DIRECTIVE => Arrange the part of the listing that opens with the line containing "like [139, 189]." and runs through its final line as a JSON list of strings, one string per line, leaving out any blank lines.
═════ DATASET ROWS
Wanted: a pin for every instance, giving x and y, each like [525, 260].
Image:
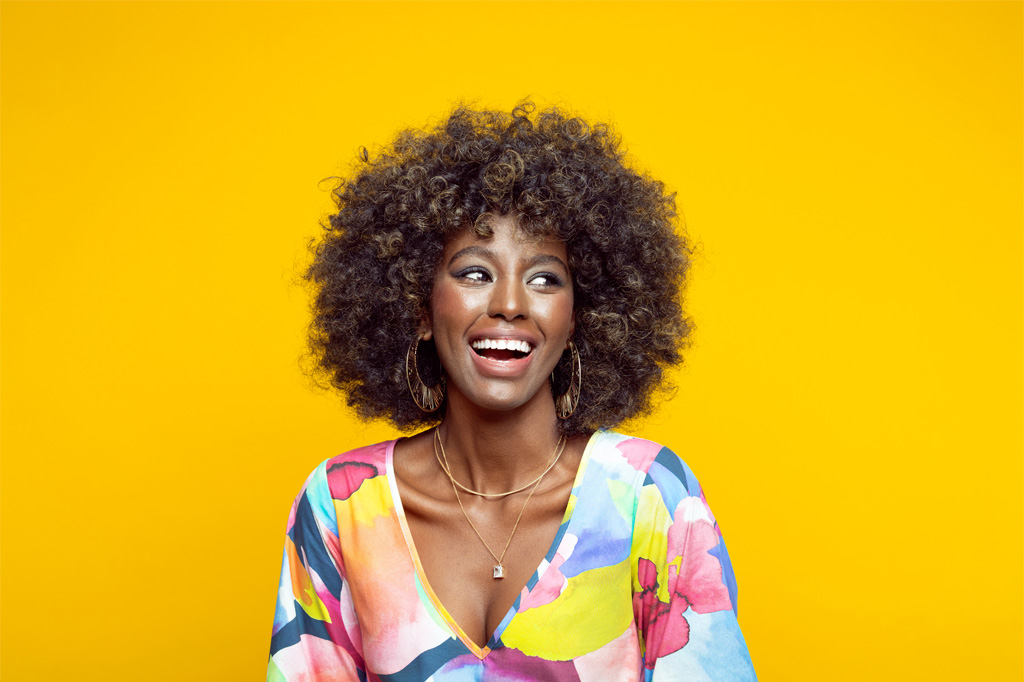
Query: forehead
[507, 239]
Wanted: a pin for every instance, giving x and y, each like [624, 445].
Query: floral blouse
[637, 584]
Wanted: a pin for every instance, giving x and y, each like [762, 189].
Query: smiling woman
[508, 283]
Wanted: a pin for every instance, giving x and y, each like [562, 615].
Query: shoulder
[653, 463]
[339, 477]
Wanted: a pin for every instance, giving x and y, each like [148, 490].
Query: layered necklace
[499, 570]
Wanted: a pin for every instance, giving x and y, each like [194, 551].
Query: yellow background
[852, 405]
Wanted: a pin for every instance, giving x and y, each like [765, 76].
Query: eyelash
[553, 280]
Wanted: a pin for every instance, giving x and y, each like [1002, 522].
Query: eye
[546, 280]
[473, 274]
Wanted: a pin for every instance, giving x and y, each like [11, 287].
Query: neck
[493, 452]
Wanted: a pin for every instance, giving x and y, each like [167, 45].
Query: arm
[684, 590]
[314, 630]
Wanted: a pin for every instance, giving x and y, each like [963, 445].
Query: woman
[508, 283]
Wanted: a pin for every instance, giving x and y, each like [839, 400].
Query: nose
[508, 299]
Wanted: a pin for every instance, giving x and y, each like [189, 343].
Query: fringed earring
[566, 403]
[427, 398]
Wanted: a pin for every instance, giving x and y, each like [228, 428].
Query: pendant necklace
[499, 570]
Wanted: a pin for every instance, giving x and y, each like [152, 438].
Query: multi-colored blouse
[636, 586]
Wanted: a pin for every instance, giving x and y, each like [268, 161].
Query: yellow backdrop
[852, 405]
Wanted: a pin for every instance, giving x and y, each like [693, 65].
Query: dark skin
[500, 428]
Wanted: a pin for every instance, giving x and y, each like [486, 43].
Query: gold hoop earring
[427, 398]
[566, 403]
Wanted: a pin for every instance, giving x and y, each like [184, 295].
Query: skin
[500, 426]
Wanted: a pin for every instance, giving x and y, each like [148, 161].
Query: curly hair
[558, 176]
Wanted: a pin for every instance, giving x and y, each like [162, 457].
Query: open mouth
[502, 349]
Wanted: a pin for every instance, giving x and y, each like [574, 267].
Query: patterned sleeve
[314, 637]
[684, 592]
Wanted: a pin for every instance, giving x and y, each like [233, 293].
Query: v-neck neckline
[570, 505]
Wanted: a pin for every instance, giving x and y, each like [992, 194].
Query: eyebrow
[483, 252]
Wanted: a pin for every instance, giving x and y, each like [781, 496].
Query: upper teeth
[502, 344]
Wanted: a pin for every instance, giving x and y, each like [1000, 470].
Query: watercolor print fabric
[637, 584]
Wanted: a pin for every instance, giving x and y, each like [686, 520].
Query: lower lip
[493, 368]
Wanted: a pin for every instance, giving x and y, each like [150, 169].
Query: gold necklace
[499, 570]
[559, 448]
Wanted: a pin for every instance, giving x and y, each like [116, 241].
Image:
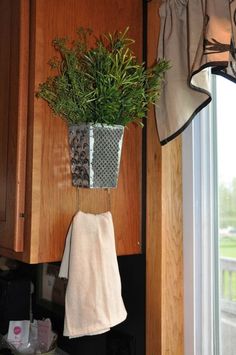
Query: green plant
[103, 84]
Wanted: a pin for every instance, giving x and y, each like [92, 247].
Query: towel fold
[93, 301]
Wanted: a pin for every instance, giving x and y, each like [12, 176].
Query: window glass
[226, 145]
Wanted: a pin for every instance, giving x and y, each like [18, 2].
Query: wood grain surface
[164, 285]
[14, 55]
[51, 200]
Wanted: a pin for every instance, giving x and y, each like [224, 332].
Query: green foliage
[103, 84]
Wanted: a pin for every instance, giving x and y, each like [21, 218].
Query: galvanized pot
[95, 154]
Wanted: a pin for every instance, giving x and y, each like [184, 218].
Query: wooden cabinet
[37, 200]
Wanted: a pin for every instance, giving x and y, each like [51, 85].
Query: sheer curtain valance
[195, 35]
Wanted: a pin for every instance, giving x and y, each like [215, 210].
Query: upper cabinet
[37, 199]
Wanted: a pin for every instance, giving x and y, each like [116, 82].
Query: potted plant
[98, 90]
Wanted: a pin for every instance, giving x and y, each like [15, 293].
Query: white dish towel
[93, 301]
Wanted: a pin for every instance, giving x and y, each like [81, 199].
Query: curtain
[197, 37]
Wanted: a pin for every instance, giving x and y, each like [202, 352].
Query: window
[209, 198]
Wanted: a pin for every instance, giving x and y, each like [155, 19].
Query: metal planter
[95, 154]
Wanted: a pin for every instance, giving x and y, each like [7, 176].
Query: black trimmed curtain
[197, 37]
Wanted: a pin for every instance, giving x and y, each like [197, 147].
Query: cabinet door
[51, 199]
[13, 111]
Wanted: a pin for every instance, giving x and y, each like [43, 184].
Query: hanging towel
[93, 301]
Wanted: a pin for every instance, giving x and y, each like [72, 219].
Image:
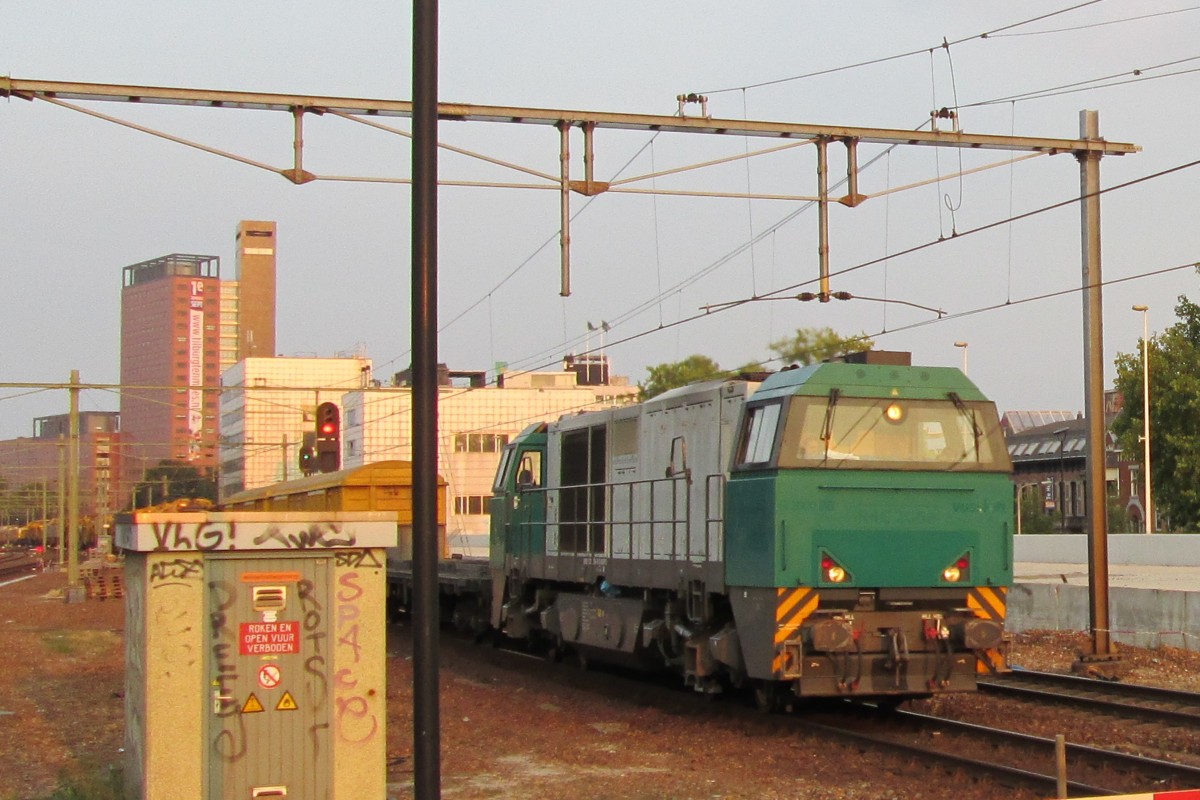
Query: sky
[81, 198]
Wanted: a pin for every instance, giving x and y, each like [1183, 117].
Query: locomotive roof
[870, 380]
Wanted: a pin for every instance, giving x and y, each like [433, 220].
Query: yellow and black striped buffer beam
[988, 602]
[792, 607]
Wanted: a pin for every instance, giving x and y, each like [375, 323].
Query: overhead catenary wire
[897, 56]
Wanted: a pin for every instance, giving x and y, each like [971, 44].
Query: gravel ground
[523, 728]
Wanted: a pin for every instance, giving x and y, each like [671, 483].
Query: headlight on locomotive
[958, 571]
[832, 571]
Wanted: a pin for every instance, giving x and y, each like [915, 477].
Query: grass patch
[79, 643]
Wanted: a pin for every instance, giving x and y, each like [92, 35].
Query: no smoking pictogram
[269, 677]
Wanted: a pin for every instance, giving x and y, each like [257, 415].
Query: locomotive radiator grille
[792, 607]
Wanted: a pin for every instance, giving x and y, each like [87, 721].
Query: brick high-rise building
[255, 274]
[171, 316]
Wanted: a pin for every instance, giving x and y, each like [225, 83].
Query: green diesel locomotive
[840, 529]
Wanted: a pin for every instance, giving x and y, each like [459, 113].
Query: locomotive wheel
[768, 697]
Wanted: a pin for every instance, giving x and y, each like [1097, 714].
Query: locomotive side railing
[646, 518]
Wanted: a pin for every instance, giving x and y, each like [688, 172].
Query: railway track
[16, 564]
[1012, 757]
[1131, 701]
[972, 752]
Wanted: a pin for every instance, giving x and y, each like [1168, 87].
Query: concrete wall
[1153, 549]
[1144, 618]
[1140, 617]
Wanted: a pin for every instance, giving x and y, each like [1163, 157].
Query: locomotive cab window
[759, 434]
[841, 432]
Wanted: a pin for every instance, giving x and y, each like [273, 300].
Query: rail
[630, 519]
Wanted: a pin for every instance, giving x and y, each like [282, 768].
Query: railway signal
[329, 438]
[309, 453]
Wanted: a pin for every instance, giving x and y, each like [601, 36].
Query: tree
[1035, 518]
[1175, 408]
[665, 377]
[177, 480]
[815, 344]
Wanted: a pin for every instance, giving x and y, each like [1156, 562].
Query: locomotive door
[267, 643]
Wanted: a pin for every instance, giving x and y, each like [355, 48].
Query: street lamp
[1062, 480]
[964, 346]
[1145, 409]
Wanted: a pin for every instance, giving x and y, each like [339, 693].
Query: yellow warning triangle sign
[252, 705]
[287, 703]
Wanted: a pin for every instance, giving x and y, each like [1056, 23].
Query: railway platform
[1153, 587]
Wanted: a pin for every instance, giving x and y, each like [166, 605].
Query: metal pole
[426, 725]
[1093, 391]
[75, 591]
[63, 500]
[564, 208]
[1145, 410]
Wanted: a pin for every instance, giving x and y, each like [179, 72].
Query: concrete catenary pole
[426, 725]
[75, 590]
[1093, 392]
[63, 499]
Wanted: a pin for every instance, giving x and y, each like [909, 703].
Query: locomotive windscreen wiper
[969, 415]
[827, 426]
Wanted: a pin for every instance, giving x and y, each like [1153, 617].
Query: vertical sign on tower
[195, 368]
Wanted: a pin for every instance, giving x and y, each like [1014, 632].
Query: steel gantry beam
[1089, 149]
[472, 113]
[364, 109]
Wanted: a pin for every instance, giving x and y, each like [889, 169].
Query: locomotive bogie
[839, 530]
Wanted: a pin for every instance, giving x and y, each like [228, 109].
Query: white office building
[267, 407]
[475, 421]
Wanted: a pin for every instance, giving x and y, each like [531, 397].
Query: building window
[480, 441]
[471, 504]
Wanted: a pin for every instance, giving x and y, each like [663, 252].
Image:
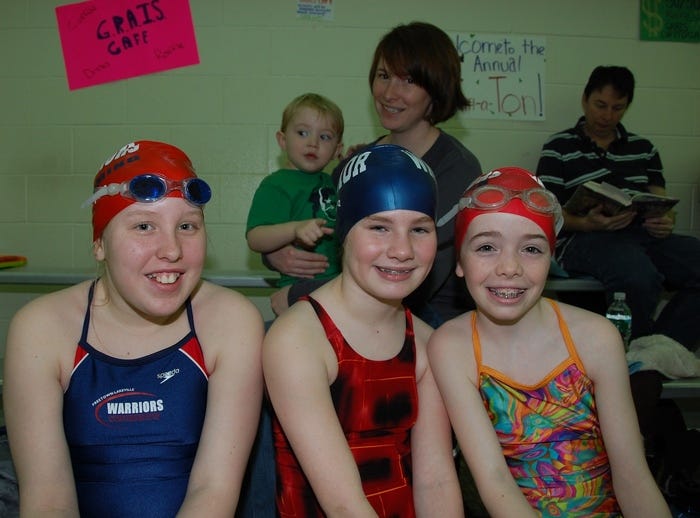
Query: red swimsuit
[377, 405]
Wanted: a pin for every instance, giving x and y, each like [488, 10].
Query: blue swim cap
[383, 177]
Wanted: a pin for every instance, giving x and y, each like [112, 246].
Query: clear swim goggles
[491, 197]
[151, 187]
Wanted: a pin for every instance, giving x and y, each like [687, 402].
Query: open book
[615, 200]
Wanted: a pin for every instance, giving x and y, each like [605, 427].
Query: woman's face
[389, 254]
[154, 254]
[400, 103]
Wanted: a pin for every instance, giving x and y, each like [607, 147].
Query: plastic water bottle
[619, 314]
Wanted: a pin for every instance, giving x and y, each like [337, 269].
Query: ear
[281, 140]
[98, 249]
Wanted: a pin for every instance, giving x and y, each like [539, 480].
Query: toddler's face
[310, 140]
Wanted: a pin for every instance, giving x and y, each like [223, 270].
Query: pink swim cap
[512, 190]
[134, 159]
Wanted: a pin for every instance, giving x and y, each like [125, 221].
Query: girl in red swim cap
[537, 391]
[137, 393]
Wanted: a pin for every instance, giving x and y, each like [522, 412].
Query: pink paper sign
[109, 40]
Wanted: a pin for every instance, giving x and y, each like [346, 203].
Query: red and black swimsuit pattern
[377, 405]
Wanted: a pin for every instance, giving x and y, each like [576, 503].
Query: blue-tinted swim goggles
[150, 187]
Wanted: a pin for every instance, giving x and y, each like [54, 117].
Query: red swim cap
[134, 159]
[537, 204]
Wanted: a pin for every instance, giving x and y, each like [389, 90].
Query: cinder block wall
[255, 56]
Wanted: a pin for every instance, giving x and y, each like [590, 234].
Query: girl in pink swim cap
[537, 391]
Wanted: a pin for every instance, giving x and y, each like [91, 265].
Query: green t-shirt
[292, 195]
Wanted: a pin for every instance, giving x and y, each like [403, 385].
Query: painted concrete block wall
[256, 56]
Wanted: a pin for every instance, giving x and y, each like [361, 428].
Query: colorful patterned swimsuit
[377, 405]
[551, 436]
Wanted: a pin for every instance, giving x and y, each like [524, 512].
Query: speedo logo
[165, 376]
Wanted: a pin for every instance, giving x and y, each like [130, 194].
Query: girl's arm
[436, 490]
[33, 403]
[231, 332]
[452, 362]
[299, 364]
[602, 353]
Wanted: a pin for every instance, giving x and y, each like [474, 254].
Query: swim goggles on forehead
[491, 197]
[150, 187]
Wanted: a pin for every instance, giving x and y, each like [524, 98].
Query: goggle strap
[106, 190]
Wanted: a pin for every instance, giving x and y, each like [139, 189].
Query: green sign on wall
[669, 20]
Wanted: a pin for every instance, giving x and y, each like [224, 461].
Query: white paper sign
[503, 75]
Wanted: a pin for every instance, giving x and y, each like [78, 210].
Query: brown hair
[426, 54]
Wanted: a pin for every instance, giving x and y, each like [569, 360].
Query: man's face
[603, 110]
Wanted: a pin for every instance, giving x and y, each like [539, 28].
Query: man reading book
[625, 251]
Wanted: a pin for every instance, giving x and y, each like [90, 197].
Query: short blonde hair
[321, 104]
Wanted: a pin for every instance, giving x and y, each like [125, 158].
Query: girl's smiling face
[505, 262]
[388, 254]
[154, 254]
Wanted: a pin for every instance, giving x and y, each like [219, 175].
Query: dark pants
[642, 266]
[258, 491]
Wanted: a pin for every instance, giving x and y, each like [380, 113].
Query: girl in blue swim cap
══════════
WRITTEN ANSWER =>
[
  "Wanted: a pin for every instance, giving x and y, each like [139, 189].",
  "Query: green sign on wall",
  "[669, 20]",
  "Wanted: a pin for every instance, giving x and y, each like [224, 461].",
  "Query: white paper sign",
  "[503, 75]",
  "Wanted: a pin for every instance, giving x and y, each like [78, 210].",
  "Query: brown hair",
  "[426, 54]",
  "Wanted: a pin for every instance, giving x and y, each like [569, 360].",
  "Query: man's face",
  "[603, 110]",
  "Wanted: a pin for every instance, giving x and y, each like [539, 28].",
  "Query: man reading book",
  "[625, 251]",
  "Wanted: a pin for every instance, giving x and y, each like [90, 197].",
  "Query: short blonde hair",
  "[321, 104]",
  "Wanted: a pin for every instance, giving x and y, each like [125, 158].",
  "Query: girl's smiling face",
  "[505, 262]",
  "[388, 254]",
  "[154, 254]",
  "Wanted: a pin for every instance, giving x and y, each like [219, 175].",
  "Query: dark pants",
  "[642, 266]",
  "[258, 491]",
  "Wanted: a pin for every instance, giving x and y, each like [380, 113].",
  "Query: girl in blue swim cap"
]